Dataset records –
○ ○ ○ ○ ○ ○ ○

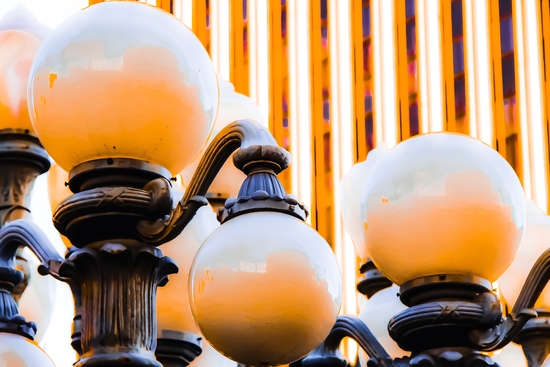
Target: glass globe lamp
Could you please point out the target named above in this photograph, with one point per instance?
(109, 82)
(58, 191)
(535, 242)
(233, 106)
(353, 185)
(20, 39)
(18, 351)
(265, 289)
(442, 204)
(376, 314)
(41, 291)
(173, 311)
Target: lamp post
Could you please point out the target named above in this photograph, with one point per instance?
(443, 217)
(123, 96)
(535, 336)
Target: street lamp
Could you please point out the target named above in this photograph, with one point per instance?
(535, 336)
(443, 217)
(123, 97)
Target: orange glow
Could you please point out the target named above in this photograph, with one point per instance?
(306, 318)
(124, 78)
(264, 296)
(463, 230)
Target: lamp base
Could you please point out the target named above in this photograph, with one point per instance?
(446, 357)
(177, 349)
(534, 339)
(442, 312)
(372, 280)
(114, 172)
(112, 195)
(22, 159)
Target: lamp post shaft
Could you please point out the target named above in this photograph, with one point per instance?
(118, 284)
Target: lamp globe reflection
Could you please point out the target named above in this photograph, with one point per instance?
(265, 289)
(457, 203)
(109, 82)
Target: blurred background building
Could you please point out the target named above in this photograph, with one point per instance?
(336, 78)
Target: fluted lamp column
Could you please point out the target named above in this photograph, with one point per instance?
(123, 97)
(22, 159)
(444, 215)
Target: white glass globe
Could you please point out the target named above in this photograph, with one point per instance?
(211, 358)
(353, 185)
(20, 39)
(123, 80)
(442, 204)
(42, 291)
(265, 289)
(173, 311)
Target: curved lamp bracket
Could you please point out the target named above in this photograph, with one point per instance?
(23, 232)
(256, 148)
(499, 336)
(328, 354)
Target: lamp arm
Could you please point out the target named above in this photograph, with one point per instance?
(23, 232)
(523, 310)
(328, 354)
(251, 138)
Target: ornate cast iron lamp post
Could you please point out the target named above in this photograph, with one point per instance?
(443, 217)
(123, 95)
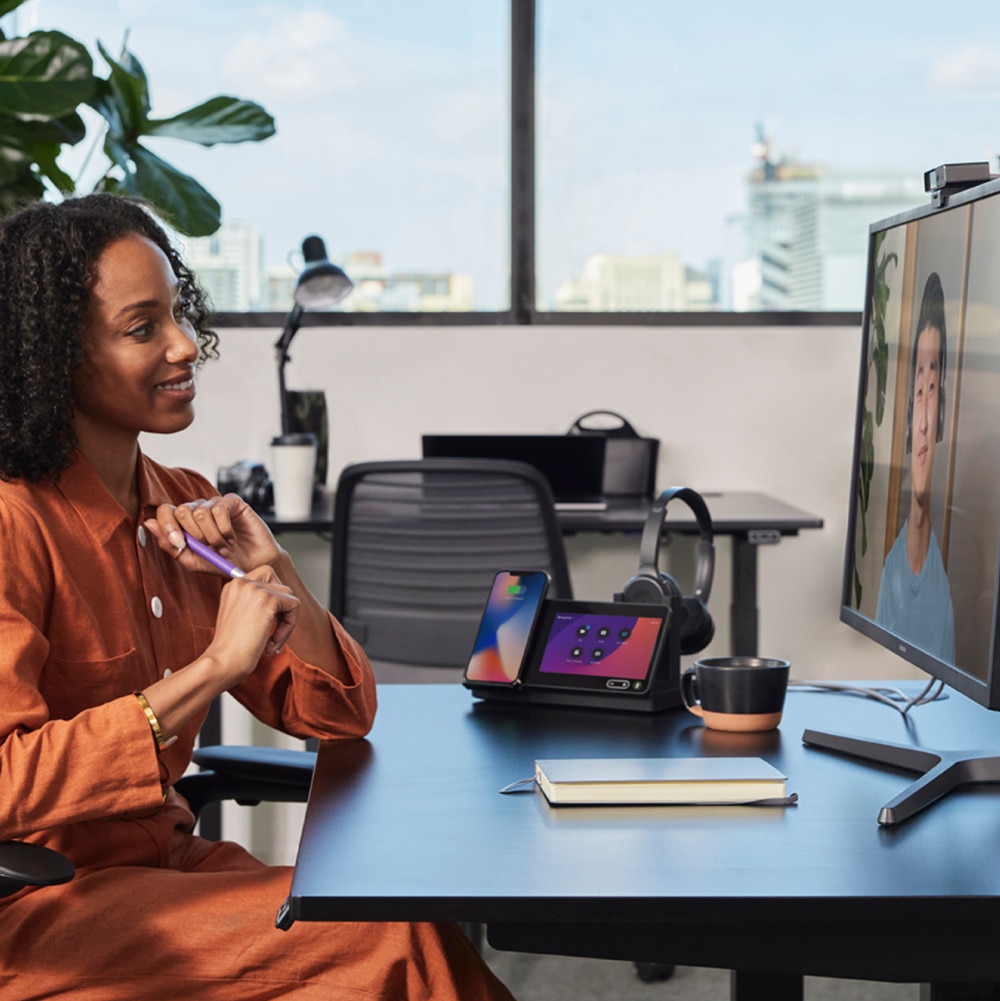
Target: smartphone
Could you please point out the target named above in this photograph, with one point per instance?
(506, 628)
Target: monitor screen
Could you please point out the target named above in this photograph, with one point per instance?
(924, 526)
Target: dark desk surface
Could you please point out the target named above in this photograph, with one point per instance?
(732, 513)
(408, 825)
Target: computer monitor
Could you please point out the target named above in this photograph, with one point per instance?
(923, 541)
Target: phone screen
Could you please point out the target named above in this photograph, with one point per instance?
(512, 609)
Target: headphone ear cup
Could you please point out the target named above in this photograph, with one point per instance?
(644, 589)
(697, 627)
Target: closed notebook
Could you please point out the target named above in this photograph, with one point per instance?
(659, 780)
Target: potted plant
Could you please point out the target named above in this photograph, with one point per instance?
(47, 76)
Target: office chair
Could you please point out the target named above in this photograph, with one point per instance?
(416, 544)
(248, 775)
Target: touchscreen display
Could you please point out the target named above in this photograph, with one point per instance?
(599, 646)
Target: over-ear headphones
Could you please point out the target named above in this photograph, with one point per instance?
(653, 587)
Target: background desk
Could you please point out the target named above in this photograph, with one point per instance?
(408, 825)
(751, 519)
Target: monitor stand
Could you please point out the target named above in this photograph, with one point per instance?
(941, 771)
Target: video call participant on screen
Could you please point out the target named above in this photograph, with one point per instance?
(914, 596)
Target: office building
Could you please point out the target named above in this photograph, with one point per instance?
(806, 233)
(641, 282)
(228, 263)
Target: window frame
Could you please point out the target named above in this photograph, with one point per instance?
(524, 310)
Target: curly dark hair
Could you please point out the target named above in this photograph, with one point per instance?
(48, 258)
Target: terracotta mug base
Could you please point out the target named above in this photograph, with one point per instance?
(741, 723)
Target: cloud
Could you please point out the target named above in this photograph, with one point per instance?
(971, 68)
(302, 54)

○ ○ ○ ○ ○ ○ ○

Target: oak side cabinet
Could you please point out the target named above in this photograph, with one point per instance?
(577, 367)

○ ○ ○ ○ ○ ○ ○

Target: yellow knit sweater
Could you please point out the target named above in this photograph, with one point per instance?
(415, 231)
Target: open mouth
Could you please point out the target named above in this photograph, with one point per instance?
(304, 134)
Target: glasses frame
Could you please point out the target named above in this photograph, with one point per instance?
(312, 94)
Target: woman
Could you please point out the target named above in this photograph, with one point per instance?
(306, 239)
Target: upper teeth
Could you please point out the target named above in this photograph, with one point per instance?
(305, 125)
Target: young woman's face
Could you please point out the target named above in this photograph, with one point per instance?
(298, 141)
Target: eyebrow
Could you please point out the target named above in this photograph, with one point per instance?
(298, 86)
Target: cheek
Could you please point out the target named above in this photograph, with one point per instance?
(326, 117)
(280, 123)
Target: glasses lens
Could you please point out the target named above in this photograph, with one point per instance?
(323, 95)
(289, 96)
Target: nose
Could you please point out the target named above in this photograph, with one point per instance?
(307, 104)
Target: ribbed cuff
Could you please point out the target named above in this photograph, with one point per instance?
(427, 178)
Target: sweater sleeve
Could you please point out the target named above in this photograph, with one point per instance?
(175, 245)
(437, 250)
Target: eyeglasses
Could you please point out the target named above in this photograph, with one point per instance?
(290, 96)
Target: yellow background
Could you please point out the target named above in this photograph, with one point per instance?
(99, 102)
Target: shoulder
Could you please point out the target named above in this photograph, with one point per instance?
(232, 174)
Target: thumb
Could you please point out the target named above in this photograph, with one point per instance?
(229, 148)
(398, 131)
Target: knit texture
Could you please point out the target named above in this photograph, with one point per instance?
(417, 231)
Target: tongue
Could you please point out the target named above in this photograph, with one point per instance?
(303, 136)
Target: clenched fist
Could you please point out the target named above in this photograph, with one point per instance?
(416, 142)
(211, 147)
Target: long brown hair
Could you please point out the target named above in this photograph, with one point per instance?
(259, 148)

○ ○ ○ ○ ○ ○ ○

What to produce –
List each line above that contains the word "desk". Case counts.

Solution to this problem –
Target: dark desk surface
Target: background desk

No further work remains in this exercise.